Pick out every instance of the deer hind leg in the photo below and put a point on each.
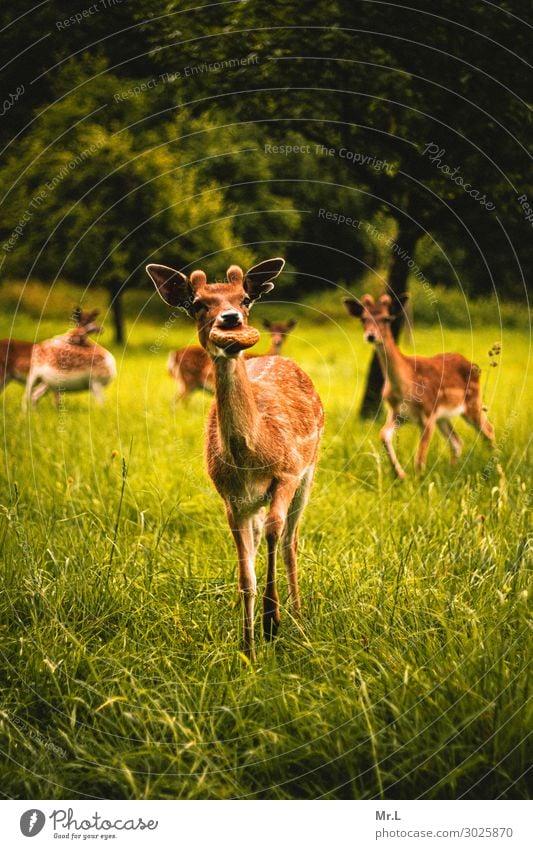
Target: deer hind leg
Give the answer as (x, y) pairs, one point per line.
(97, 390)
(289, 542)
(275, 524)
(37, 394)
(428, 428)
(242, 531)
(454, 440)
(386, 435)
(181, 390)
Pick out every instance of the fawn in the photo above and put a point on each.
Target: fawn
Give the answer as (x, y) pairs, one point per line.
(15, 355)
(70, 362)
(425, 390)
(192, 369)
(263, 431)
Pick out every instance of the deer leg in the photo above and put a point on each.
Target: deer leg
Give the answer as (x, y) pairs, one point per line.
(38, 393)
(98, 392)
(476, 417)
(427, 432)
(387, 433)
(289, 542)
(181, 391)
(243, 535)
(449, 433)
(283, 494)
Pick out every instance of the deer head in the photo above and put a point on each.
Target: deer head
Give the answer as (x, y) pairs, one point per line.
(376, 316)
(220, 306)
(278, 331)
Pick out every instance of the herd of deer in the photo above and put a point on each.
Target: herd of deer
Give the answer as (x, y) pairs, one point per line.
(266, 421)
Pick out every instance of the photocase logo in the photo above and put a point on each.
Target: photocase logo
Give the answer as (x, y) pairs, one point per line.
(32, 822)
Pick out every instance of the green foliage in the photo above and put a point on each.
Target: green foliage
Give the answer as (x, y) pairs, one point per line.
(122, 676)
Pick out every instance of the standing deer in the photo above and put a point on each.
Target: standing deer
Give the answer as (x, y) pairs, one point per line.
(263, 431)
(425, 390)
(15, 356)
(192, 369)
(70, 362)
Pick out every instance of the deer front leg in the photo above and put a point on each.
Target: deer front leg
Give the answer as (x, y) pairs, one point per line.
(242, 531)
(387, 433)
(427, 432)
(282, 495)
(449, 433)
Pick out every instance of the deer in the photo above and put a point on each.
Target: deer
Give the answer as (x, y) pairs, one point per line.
(428, 391)
(15, 355)
(70, 362)
(263, 432)
(192, 369)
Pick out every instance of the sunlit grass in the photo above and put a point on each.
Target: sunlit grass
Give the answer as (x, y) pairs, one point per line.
(121, 672)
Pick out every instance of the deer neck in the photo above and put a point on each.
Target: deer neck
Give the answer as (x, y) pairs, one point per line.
(391, 360)
(237, 413)
(274, 350)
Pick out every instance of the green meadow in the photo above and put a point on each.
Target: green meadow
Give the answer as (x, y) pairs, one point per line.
(119, 613)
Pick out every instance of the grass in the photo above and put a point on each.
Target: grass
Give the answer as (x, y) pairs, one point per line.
(120, 617)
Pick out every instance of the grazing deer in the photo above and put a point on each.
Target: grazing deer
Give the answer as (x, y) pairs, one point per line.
(192, 369)
(15, 356)
(425, 390)
(70, 362)
(263, 432)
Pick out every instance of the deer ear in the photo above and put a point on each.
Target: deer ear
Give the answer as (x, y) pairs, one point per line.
(257, 280)
(172, 285)
(354, 307)
(397, 303)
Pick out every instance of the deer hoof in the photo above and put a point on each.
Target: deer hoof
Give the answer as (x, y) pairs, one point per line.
(270, 626)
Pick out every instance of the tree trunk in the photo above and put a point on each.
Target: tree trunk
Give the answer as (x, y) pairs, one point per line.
(408, 235)
(118, 314)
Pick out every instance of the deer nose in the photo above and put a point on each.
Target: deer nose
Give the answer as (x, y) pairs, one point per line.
(229, 318)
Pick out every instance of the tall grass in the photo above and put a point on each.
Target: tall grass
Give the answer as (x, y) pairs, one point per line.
(122, 678)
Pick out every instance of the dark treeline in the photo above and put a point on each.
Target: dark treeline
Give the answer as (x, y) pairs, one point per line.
(348, 135)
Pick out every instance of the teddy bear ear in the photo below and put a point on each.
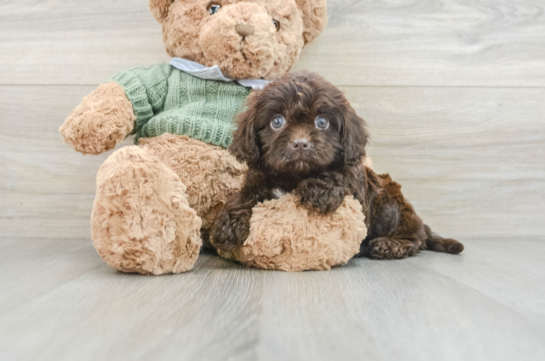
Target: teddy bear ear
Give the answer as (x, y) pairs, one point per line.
(159, 9)
(314, 17)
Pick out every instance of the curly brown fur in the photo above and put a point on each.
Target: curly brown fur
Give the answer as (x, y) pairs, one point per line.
(320, 164)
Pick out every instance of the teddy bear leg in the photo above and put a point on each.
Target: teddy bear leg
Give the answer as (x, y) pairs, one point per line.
(210, 173)
(141, 220)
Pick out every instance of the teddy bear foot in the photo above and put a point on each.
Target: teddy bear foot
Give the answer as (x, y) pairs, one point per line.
(141, 220)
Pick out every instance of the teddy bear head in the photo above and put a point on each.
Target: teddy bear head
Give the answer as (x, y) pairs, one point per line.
(246, 39)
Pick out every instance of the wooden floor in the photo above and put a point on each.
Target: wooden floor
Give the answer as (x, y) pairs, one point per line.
(454, 94)
(59, 301)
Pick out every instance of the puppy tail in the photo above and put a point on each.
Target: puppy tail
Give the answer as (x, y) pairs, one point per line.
(435, 242)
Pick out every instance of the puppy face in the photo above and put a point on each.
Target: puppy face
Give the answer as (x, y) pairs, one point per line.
(299, 124)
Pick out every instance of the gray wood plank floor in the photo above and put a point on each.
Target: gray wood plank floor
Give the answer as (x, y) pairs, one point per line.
(59, 301)
(453, 91)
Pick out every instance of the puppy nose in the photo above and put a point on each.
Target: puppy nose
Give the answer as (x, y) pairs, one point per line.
(244, 29)
(300, 144)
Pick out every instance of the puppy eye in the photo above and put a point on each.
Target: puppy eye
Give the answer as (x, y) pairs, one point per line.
(278, 123)
(321, 123)
(213, 8)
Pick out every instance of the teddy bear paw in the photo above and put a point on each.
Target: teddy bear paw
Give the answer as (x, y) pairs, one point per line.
(141, 220)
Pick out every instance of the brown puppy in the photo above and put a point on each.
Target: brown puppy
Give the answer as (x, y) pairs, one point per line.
(301, 135)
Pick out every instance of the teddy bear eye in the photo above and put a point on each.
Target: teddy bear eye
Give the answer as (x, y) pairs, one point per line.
(213, 8)
(322, 123)
(277, 122)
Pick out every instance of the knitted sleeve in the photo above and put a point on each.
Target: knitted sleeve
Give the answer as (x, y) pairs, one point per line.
(146, 89)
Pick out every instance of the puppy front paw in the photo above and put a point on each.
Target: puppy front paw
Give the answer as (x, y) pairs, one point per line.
(230, 230)
(320, 196)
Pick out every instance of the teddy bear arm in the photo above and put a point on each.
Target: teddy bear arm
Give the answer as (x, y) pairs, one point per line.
(103, 119)
(116, 109)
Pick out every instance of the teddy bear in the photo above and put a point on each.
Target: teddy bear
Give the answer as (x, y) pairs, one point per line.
(157, 200)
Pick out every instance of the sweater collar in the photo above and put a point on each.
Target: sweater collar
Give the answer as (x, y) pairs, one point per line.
(214, 73)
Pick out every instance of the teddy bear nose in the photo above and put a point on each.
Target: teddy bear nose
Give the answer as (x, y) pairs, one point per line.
(244, 29)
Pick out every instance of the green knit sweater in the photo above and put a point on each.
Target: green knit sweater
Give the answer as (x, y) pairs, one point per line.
(167, 100)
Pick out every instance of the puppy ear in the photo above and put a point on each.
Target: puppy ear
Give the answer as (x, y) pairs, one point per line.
(354, 136)
(314, 18)
(159, 9)
(245, 145)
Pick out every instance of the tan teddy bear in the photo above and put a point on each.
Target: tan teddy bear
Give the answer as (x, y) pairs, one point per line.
(155, 200)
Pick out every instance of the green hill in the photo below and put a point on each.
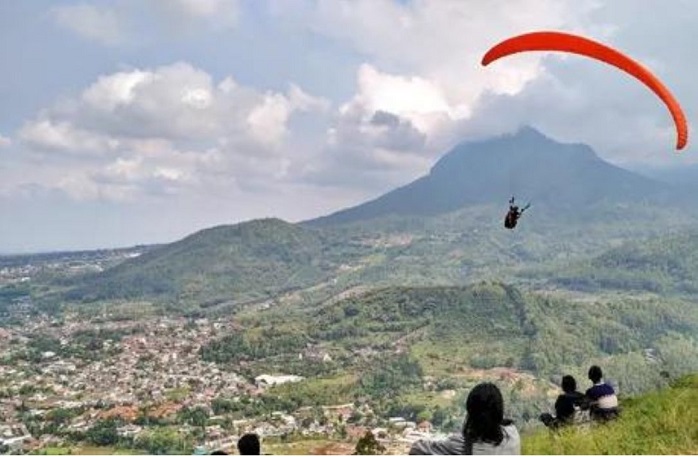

----

Activity | Copy all the material word for word, minus its pictures.

Response box |
Pick out every instance of the deer hind leg in the photo below and put a point on each.
Target: deer hind leg
Give the answer as (x, y) pairs, one point per line.
(97, 390)
(289, 542)
(275, 524)
(37, 394)
(428, 428)
(242, 531)
(454, 440)
(386, 435)
(181, 390)
Pick out every instance of the fawn in the photo above and put a point on each.
Target: fawn
Give the answer as (x, y) pairs, one point per line.
(15, 355)
(70, 362)
(425, 390)
(192, 369)
(263, 431)
Pick out every instance of the deer leg in the photo above and put a point on each.
Target: deer leg
Give the answer as (x, y) pairs, one point per line.
(38, 393)
(98, 392)
(476, 417)
(427, 432)
(387, 433)
(289, 542)
(181, 391)
(243, 535)
(449, 433)
(283, 494)
Pick out every instance of the deer head in the photo above and put a point on each.
Target: deer head
Give the answer as (x, y) pairs, one point per line.
(376, 316)
(220, 306)
(278, 331)
Pick out every instance of the herd of deer in the photo above and put a point on each.
Target: herd of deer
Give the answer as (x, y) pairs, one point per line.
(266, 421)
Pick out every instance of the photocase logo in the photo above and put a point on each.
Target: photocase logo
Give the answer as (x, y) pairs, one point per line.
(32, 822)
Pick out every instance of the green foliage in the photo above and put a point on each.
Target: green foliage
Give the answer as (x, y) pairs, one point per line.
(122, 676)
Pick out every instance of the standing deer in the photo above and put a point on each.
Target: standing deer
Give the answer as (x, y) pairs, one point per line.
(263, 431)
(425, 390)
(15, 356)
(192, 369)
(70, 362)
Pick out every instance of the deer front leg in the photo above and put a point on each.
Target: deer front leg
Give the answer as (x, y) pairs, one point per line.
(242, 531)
(387, 433)
(427, 432)
(282, 495)
(449, 433)
Pick out every instance of the deer in the photo above and put a point on each.
Target: deer
Give the answer as (x, y) pairs, one point per line.
(428, 391)
(15, 355)
(70, 362)
(263, 432)
(192, 369)
Pick out every instance of the sunlit grass in the photo above and put a point on each.
Target: sunlit grass
Give the answer as (x, y) pairs, one point per line.
(121, 672)
Pick out every instance of the deer neck in the photo above and put a point on each.
Target: deer neck
Give the answer as (x, y) pairs, one point per line.
(391, 360)
(237, 413)
(274, 350)
Pick out every instance of the green meadow in the photo above and put a point on each.
Target: green meadow
Give the answer as (x, y) pairs, one point per line.
(119, 613)
Pick out every instance of the grass in the photo above and put a point on each.
Target: grass
Give the answer as (x, y) pairs, one point per line.
(120, 617)
Pick out every instance of the grazing deer in the photo above and put a point on each.
Target: grazing deer
Give the answer as (x, y) pairs, one point per line.
(192, 369)
(15, 356)
(425, 390)
(70, 362)
(263, 432)
Pick out every instance of the deer ear in the photo above and put a point on each.
Target: deer ear
Give the answer as (x, y) pairs, one point per line.
(257, 280)
(172, 285)
(354, 307)
(397, 303)
Pick out every instance of the deer hoof in the photo above and put a point on each.
Target: deer hoof
Give the answer as (x, y) pairs, one point per line.
(270, 626)
Pick out every instance of the tree trunk in the photo above and put a point on each.
Target: tree trunk
Give the answer as (x, y) pairs, one point per line.
(408, 235)
(118, 314)
Pick out every instance of the deer nose in the photo above and put a point on each.
Target: deer nose
Give the answer as (x, y) pairs, one point per line.
(229, 318)
Pick out every instance of the tall grass in the photo above and put a point on each.
Target: tall grass
Give the answer as (x, y) pairs, one point per line.
(122, 678)
Pick out every instance of the dark treeline in the photo above and put a point on each.
Target: dark treeline
Give the answer as (x, y) pairs, one point per line.
(348, 135)
Pick out every instance of the teddy bear ear in the photo below and put a point on each.
Target: teddy bear ear
Give the answer as (x, y) pairs, one point per line.
(159, 9)
(314, 17)
Pick out every instance of the curly brown fur in the photo above and put a point on each.
Target: curly brown fur
Give the answer as (x, y) pairs, one point per line.
(320, 164)
Pick out every instance of the teddy bear leg in the photo above and put a point on each.
Target: teddy bear leg
Give the answer as (x, y) pairs, one point per line.
(210, 173)
(141, 220)
Pick out every instance of the teddy bear foot in the photo above and put a point on each.
Target: teddy bear foot
Give the answer as (x, y) pairs, one point per line.
(141, 220)
Pick out every instance of the teddy bear head in the photo above and put a point on each.
Target: teddy bear head
Give the answer as (x, y) pairs, one point per line.
(246, 39)
Pick out every instance of the wooden floor in the photo above and put a point on each.
Target: wooden floor
Give the answer as (x, y) pairs, one point per line.
(454, 94)
(59, 301)
Pick out every instance of the puppy tail in the photo above and put a point on each.
Target: puppy tail
Give the answer as (x, y) pairs, one point per line.
(435, 242)
Pick out every instance of the puppy face in the photo above and put a point on each.
Target: puppy face
Give the answer as (x, y) pairs, one point per line.
(299, 124)
Pick out every instance of the gray wood plank floor in the photo above and put a point on each.
Target: gray wood plank floor
Give the answer as (x, y) pairs, one point per line.
(59, 301)
(453, 91)
Pick out every instance of the puppy nose in the photo above and put a point on each.
Target: puppy nose
Give the answer as (x, y) pairs, one point per line.
(244, 29)
(300, 144)
Pick out every instance of the puppy eye in the photo above and put a point on each.
Target: puppy eye
Give the answer as (x, y) pairs, one point per line.
(278, 123)
(321, 123)
(213, 8)
Pick out every instance of the teddy bear paw in the photo above and put a point on each.
Target: teddy bear paw
Give the answer as (x, y) pairs, one point per line.
(141, 220)
Pick out every instance of the brown puppy in the photo above and put a point on each.
Target: brown puppy
Give the answer as (x, y) pairs, one point per line.
(301, 135)
Pick out every instance of the teddy bear eye in the photo above and put a point on each.
Target: teddy bear eye
Give the answer as (x, y) pairs, one point per line.
(213, 8)
(322, 123)
(277, 122)
Pick out every instance of the knitted sleeve in the photo above and put a point on each.
Target: knitted sleeve
Give the answer as (x, y) pairs, one point per line.
(146, 89)
Pick out every instance of the puppy front paw in the photo above and put a point on each.
Target: puppy front paw
Give the answer as (x, y) pairs, one point per line.
(230, 230)
(320, 196)
Pick out every instance of the teddy bear arm in the photo above and put a point on each.
Target: teddy bear arm
Give the answer as (x, y) pairs, one point per line.
(103, 119)
(116, 109)
Pick out every instance of the teddy bear in the photo above and put a point on each.
Target: teddy bear
Give the answer as (x, y) pairs, one point per line.
(157, 200)
Pick out every instance of the sweater collar in the photo above and put a point on each.
Target: sweater collar
Give the answer as (x, y) pairs, one point per line.
(214, 73)
Pick out every instance of the teddy bear nose in the photo above and put a point on each.
Target: teddy bear nose
Give the answer as (x, y) pairs, one point per line.
(244, 29)
Pick out every instance of the green knit sweater in the photo above and put a point on each.
Target: green knit sweater
Give the answer as (x, y) pairs, one point per line.
(167, 100)
Pick out every instance of the puppy ear in the photo above and put a point on each.
Target: puppy ear
Give the answer as (x, y) pairs, one point per line.
(354, 136)
(314, 18)
(159, 9)
(245, 145)
Pick out every instance of the tan teddy bear in the photo above and put a point on each.
Target: tan teddy bear
Give the answer as (x, y) pairs, one point per line.
(155, 200)
Pick out every instance of the green hill in the photo below and put a point on each.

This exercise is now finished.